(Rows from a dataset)

———

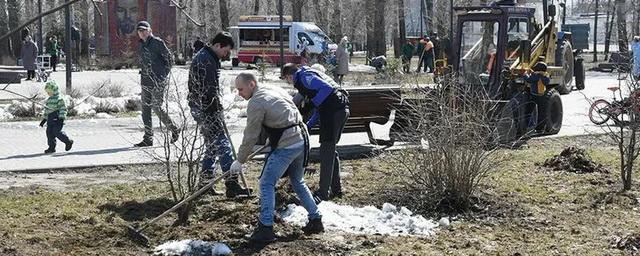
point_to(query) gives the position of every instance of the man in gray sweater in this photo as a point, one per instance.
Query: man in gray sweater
(272, 109)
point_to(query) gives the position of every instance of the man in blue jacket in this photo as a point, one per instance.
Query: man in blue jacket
(207, 110)
(155, 61)
(331, 109)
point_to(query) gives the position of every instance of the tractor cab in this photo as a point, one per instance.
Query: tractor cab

———

Present the lines of all the entries above as a numbered list, omitting any blank lines. Leave the pictures out of the answer.

**TASK RESPONSE**:
1. point_to(query) gives the position of every instance of the man in gray sweater in this photo as a point, one per instance.
2. Query: man in gray sweater
3. (272, 109)
4. point_to(query) gives the position of every instance of the man in blue jacket in this photo as a point, one per instance.
5. Query: man in blue jacket
6. (207, 110)
7. (155, 61)
8. (331, 109)
9. point_to(query) gives the position of every instance of the tractor cab in this photo as a point, one per instance.
10. Query: tractor cab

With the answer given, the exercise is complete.